* **Exercise details**
Report every line in the records below that contains the word "glass", copying each such line in full.
╭─ Dataset rows
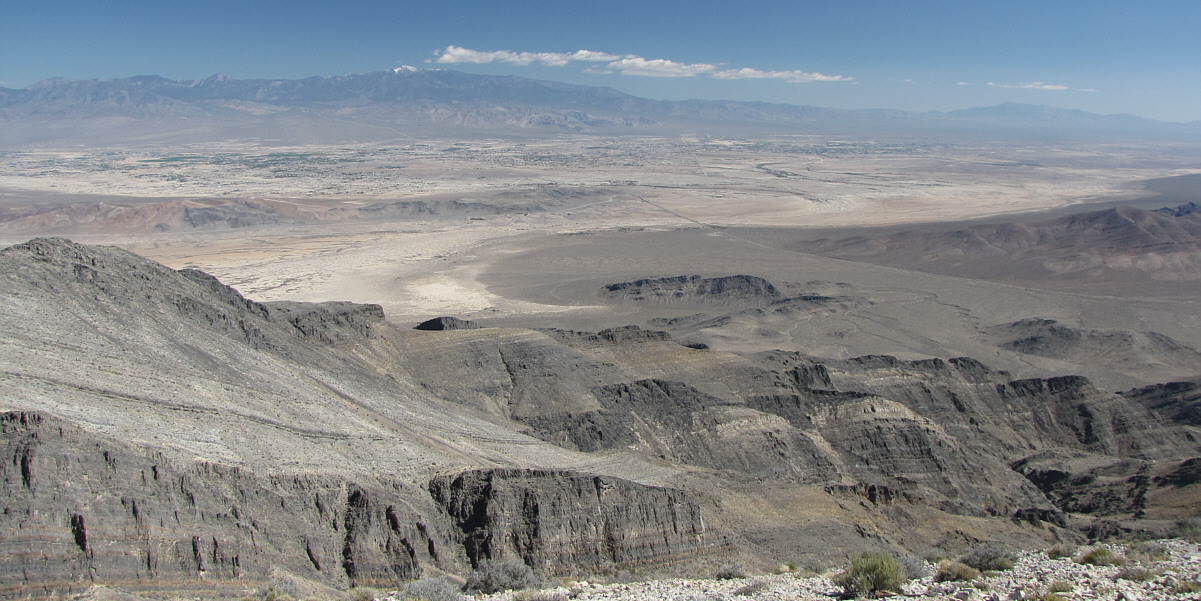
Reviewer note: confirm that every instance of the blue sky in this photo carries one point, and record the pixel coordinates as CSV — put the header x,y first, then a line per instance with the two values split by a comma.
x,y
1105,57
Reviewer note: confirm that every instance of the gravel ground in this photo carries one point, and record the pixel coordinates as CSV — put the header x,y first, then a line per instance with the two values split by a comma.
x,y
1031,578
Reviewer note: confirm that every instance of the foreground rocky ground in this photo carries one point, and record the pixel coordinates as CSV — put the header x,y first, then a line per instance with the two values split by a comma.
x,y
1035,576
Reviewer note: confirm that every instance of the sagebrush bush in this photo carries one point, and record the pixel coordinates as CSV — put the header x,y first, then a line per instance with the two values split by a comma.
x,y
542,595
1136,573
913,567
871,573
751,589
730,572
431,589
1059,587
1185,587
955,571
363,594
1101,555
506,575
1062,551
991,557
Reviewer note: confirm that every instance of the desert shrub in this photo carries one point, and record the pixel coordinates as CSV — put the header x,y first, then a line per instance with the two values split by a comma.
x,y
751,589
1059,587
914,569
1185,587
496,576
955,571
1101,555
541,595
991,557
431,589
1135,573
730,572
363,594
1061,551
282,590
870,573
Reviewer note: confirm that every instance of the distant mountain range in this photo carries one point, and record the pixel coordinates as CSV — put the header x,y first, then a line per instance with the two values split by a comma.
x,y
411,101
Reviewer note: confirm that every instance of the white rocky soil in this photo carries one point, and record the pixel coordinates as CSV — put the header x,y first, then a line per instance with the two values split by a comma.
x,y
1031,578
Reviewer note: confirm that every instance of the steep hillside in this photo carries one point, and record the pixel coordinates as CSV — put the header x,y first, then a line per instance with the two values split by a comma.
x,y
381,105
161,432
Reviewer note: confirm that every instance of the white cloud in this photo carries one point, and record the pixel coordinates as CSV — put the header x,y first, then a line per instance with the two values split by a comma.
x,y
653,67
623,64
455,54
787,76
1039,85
╰─
╭─ Dataset rows
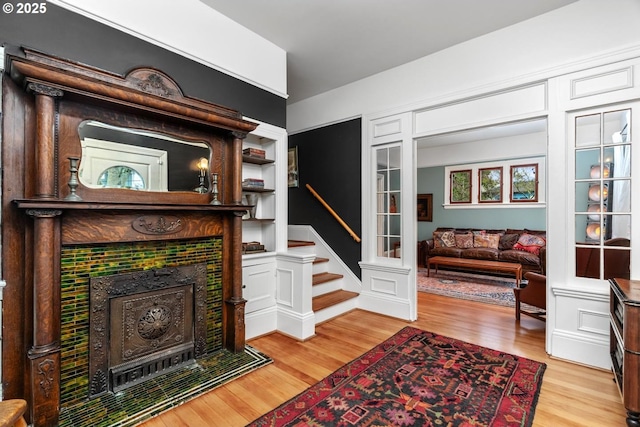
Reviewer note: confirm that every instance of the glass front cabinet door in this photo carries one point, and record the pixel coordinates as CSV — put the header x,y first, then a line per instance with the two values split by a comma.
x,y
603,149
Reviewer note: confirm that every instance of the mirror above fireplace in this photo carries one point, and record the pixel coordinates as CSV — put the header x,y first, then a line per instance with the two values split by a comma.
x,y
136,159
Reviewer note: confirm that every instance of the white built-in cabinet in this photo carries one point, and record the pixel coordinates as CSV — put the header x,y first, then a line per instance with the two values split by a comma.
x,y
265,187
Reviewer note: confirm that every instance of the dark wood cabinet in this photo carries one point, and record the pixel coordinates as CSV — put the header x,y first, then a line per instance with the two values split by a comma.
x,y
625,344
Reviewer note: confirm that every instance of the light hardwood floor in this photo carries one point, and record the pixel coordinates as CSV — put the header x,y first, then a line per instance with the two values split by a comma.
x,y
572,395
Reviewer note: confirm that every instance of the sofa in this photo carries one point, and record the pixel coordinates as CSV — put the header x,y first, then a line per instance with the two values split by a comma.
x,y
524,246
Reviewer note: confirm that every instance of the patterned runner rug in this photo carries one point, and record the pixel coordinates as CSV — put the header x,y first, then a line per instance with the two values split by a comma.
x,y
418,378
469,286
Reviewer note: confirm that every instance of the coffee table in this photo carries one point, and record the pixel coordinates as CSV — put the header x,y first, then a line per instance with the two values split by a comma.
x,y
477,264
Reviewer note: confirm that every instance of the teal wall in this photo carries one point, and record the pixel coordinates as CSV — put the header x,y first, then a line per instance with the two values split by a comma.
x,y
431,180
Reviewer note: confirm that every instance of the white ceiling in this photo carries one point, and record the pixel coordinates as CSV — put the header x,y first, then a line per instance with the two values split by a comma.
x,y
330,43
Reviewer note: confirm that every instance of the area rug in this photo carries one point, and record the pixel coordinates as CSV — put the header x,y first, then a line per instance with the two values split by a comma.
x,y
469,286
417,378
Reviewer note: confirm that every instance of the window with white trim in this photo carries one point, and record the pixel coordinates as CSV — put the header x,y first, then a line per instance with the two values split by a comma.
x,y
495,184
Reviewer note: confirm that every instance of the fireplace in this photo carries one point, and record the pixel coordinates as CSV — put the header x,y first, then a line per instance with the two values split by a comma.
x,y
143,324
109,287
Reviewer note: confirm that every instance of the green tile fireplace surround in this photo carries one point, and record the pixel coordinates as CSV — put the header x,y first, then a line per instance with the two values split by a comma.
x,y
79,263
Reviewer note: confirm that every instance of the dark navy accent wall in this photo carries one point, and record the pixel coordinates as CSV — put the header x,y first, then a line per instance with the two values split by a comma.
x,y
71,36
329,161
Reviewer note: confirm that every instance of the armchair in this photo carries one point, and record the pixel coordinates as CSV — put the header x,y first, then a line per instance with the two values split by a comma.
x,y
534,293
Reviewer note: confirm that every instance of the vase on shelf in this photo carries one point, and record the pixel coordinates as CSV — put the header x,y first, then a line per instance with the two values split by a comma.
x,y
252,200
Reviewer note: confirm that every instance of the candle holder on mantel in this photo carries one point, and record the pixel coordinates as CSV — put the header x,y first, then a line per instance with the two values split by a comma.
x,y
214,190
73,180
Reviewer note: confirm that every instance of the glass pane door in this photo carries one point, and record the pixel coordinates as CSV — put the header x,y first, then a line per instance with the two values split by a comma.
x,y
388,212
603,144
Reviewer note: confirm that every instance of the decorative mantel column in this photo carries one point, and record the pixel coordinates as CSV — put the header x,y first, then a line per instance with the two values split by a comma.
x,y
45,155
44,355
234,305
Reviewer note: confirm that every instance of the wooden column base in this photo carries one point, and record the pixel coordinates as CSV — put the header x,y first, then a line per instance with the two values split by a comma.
╰─
* **Solution to the exercise**
Reviewer note: confirm that every instance of the glass front cabinet door in this photo carries one point, and record the pixel coordinates as CSV — put the header x,y first, then a line per instance with the two values split by a comma.
Reviewer note: confirm that every instance of the glass pane door in this photo carries one point, and record the pixel coordinates as CSV — put the header x,y first, then a line per instance with the two values split by a comma.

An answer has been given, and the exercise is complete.